- _What this task involves_
Report every line of the entries below that contains the string "positive", treating case as significant.

- _Information shown_
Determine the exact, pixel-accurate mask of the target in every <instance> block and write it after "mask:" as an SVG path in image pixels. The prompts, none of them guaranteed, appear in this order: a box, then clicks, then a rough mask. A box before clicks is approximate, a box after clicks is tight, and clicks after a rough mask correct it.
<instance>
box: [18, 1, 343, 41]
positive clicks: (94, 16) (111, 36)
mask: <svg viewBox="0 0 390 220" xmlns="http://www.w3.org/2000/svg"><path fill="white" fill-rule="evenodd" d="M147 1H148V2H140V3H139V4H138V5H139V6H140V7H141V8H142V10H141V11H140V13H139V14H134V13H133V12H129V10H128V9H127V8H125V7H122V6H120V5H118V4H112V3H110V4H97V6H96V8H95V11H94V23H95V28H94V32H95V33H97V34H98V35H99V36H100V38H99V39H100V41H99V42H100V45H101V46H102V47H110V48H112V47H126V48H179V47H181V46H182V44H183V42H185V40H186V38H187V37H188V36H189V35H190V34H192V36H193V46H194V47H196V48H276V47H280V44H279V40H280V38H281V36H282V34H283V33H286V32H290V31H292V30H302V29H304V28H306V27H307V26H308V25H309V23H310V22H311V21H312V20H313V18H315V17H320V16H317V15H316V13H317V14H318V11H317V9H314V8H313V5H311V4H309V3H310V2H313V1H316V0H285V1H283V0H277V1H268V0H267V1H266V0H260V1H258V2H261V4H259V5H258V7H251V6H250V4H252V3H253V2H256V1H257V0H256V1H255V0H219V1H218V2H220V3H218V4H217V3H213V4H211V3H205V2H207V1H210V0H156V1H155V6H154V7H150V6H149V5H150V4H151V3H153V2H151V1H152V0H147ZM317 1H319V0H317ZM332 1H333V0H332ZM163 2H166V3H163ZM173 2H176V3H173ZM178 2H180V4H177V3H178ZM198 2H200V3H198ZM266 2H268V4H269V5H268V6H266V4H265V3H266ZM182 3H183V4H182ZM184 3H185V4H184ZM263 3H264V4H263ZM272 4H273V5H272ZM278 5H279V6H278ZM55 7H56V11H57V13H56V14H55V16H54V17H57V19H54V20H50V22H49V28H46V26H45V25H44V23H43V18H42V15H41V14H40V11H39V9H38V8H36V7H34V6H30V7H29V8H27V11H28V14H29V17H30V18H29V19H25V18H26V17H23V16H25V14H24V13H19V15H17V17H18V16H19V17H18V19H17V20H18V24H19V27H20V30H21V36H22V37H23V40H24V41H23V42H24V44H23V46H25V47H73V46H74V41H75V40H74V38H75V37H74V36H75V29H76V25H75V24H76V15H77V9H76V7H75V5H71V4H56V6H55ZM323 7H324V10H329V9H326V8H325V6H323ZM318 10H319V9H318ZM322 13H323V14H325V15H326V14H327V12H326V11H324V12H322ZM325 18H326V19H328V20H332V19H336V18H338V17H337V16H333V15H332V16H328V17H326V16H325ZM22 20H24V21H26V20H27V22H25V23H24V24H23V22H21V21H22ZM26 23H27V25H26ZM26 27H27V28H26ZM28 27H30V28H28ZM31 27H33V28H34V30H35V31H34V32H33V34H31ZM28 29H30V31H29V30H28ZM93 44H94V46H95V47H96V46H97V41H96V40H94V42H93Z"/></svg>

--

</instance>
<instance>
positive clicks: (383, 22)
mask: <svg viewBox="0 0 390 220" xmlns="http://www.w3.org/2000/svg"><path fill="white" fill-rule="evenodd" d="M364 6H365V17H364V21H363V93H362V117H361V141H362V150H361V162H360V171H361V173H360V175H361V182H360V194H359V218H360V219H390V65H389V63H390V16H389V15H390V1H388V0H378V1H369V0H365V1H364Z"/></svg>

==

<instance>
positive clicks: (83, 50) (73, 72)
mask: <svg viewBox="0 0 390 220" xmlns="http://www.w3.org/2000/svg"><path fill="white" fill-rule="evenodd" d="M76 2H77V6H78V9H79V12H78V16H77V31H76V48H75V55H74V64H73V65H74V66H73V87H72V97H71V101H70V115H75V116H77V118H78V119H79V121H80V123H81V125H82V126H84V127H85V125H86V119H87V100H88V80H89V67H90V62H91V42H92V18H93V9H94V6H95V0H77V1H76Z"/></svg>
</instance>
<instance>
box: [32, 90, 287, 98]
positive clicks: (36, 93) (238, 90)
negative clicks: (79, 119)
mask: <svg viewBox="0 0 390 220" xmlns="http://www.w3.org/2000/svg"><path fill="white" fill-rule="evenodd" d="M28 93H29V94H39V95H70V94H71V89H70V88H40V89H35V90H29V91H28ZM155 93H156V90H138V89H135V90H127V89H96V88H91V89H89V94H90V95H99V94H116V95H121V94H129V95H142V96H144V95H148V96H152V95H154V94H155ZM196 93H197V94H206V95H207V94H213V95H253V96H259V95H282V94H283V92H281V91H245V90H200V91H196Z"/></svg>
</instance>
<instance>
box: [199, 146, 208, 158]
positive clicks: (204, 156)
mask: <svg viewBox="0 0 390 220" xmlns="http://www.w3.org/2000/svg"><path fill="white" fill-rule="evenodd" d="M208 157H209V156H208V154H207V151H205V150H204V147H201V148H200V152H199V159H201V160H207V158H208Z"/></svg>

- _Finished exercise_
positive clicks: (94, 16) (111, 36)
positive clicks: (383, 22)
positive clicks: (83, 50) (73, 72)
positive clicks: (36, 93) (238, 90)
positive clicks: (204, 156)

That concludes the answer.